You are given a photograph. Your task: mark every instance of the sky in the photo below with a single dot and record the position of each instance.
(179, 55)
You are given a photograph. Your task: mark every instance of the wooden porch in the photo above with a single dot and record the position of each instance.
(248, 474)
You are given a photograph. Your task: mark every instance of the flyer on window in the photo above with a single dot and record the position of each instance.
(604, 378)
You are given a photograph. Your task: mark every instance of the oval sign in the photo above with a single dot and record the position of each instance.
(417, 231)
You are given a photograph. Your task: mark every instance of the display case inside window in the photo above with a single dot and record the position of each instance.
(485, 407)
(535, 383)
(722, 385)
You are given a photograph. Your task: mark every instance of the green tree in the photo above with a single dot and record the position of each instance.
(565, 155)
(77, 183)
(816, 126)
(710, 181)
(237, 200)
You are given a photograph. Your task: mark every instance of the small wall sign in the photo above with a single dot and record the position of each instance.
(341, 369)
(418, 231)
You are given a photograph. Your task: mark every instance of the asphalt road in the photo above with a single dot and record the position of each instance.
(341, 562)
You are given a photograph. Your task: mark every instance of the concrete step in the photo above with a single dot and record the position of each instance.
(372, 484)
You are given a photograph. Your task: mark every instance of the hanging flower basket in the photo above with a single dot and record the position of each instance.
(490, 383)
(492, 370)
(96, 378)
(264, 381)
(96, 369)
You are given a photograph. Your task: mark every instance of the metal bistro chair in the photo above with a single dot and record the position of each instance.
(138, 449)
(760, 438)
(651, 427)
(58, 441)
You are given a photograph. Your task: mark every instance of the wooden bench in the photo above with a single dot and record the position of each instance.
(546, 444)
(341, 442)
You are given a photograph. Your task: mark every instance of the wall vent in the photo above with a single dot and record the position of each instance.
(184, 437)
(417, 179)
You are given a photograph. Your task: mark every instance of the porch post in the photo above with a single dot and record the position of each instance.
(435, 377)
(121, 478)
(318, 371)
__________
YOUR INSTRUCTIONS -> Retype the entries. Every line must match exactly.

RESULT ->
You are given a photograph. Your task: mark every instance of the sky in the photo below with a single dot and record the position of each instance.
(179, 55)
You are given a photograph. Your task: mark every instance of the wooden porch in the photo above with a single dot and record the position of each instance.
(248, 474)
You are given a photograph. Your task: mark every instance of the flyer on window in the photo above with a single dot and record the position of each instance.
(604, 378)
You are given a photograph. Your task: mark every instance of the oval sign in the photo above with a single dot and record the position of each instance.
(417, 231)
You are given a photograph. Your task: mark every instance of the display case inside window in the photo above with a single dot and record the position of each instance.
(485, 407)
(535, 383)
(722, 385)
You are given a photograph. Your task: mark every instance of the green tree in the photo above with a single dot and record the position of each instance.
(565, 155)
(77, 183)
(816, 126)
(710, 181)
(237, 200)
You are given a photograph. Your task: mark every instance of the small wall sign in the photo above with a single dot and record the position of each instance.
(341, 369)
(418, 231)
You are given a photograph. Your task: mark every instance of the asphalt road in the photo above with a single dot and record the position of each instance.
(341, 562)
You are given a photograph. Your task: mark every instance of the concrete step in the photo above with a single dot and record the position of each instance.
(372, 484)
You are given a photograph. Your task: mark every instance of the hanging flower basket in the photo above with a single dot and record the position of each instance.
(490, 383)
(492, 370)
(96, 378)
(264, 381)
(96, 369)
You are given a photograph. Your task: mark every instance of the metal bistro chair in the photo above with a single dot and record the position of each instance.
(138, 449)
(760, 438)
(651, 427)
(58, 441)
You are given a photograph. Your task: mark every instance of the wooden bench in the photo above with a single dot and record the position of each instance.
(546, 444)
(341, 442)
You are given a photograph. Your task: mark every instance of the wall vent in the photo above with a single dot and record the position of each instance.
(184, 437)
(417, 179)
You are given a photograph. Your task: mark every instance of the porch post in the photo above with a single dot and record the position of each instance.
(435, 377)
(121, 478)
(318, 371)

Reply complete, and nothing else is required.